Brief: State how many lines of the material below include the word "river". Reply with the number alone.

Dataset entries:
# # #

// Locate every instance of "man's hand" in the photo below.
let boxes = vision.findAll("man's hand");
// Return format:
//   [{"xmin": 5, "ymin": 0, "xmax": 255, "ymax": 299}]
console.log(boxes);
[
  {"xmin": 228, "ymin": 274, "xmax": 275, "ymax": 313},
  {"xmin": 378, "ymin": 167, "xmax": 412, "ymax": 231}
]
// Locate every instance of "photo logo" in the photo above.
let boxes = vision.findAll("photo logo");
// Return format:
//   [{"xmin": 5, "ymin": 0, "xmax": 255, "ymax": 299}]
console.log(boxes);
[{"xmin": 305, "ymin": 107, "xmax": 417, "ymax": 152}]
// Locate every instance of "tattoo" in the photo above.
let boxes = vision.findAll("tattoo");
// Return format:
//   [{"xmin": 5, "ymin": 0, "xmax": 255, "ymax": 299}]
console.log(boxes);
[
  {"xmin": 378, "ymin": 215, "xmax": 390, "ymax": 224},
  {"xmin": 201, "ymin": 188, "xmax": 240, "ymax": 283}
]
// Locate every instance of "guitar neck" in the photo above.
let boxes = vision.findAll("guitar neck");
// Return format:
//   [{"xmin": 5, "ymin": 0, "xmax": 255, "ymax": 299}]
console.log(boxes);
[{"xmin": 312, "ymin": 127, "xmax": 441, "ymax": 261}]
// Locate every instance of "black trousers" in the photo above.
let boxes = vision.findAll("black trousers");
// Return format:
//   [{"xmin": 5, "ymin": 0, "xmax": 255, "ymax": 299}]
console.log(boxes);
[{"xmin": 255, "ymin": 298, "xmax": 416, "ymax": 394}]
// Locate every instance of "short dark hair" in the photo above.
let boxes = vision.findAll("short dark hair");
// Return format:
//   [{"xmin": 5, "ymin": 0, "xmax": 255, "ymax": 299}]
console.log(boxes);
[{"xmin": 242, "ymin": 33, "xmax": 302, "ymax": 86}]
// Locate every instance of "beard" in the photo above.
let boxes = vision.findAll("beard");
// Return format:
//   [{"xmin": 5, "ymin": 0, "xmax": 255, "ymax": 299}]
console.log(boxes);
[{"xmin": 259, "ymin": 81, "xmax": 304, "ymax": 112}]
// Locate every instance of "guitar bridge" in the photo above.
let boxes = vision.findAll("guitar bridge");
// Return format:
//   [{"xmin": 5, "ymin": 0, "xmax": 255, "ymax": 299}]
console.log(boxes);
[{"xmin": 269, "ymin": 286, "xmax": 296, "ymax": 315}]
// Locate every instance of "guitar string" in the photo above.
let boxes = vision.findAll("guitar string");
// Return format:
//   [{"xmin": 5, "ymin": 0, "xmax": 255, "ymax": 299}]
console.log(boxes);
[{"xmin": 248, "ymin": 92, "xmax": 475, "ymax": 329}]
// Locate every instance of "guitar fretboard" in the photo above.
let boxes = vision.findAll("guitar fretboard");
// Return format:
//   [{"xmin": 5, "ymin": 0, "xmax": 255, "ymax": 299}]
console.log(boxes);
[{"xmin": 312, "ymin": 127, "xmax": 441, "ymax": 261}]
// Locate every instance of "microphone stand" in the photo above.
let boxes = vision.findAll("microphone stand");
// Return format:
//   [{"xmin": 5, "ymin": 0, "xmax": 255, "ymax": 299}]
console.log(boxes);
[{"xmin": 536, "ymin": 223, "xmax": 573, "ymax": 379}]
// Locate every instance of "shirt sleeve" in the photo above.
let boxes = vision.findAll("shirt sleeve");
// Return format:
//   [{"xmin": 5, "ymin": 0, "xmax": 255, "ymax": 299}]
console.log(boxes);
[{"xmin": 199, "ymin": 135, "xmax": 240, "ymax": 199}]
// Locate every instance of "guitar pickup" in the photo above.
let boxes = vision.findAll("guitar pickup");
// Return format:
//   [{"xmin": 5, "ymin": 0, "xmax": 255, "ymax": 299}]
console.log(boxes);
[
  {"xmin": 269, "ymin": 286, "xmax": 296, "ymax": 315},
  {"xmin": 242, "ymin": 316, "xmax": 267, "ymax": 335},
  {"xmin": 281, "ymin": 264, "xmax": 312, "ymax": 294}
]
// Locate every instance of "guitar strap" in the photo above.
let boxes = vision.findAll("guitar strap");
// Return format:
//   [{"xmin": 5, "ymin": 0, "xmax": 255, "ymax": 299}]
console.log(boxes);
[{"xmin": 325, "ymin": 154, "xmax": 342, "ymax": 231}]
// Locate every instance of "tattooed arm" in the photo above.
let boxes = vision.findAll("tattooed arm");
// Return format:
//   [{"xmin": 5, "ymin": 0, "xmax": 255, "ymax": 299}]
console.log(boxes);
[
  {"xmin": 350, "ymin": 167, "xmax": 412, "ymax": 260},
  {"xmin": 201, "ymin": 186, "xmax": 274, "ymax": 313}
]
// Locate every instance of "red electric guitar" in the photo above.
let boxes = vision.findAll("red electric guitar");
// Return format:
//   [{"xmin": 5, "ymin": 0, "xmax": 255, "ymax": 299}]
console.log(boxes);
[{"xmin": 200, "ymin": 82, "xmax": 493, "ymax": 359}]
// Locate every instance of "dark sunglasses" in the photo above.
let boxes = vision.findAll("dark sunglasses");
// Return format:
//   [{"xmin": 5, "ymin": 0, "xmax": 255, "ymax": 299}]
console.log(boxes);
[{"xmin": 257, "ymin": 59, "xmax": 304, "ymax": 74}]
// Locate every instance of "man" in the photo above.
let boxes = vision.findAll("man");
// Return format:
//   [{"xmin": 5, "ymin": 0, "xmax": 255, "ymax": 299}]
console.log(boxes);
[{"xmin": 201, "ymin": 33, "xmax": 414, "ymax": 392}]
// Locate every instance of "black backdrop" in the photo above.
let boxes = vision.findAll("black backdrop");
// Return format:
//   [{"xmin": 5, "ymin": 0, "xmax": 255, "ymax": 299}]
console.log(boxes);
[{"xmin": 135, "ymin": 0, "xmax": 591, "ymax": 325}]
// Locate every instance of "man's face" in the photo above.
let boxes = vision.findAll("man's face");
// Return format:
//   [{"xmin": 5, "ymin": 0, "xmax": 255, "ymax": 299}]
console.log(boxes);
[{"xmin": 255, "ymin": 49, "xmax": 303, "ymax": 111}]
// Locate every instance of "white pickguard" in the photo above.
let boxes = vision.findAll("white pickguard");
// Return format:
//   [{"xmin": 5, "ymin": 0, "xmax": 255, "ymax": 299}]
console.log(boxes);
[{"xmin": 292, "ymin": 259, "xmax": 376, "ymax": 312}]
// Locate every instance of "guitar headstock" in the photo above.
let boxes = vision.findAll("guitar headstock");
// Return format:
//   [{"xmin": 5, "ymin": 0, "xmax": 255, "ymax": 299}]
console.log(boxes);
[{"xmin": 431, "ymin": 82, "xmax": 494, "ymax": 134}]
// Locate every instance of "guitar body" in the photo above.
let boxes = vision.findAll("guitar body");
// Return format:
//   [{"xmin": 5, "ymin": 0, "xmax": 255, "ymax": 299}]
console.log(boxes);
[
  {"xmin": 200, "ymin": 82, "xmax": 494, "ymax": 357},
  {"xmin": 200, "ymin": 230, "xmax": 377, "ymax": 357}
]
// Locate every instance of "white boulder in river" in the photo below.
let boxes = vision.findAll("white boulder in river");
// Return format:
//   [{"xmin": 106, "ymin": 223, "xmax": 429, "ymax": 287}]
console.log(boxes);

# # #

Response to this exercise: 2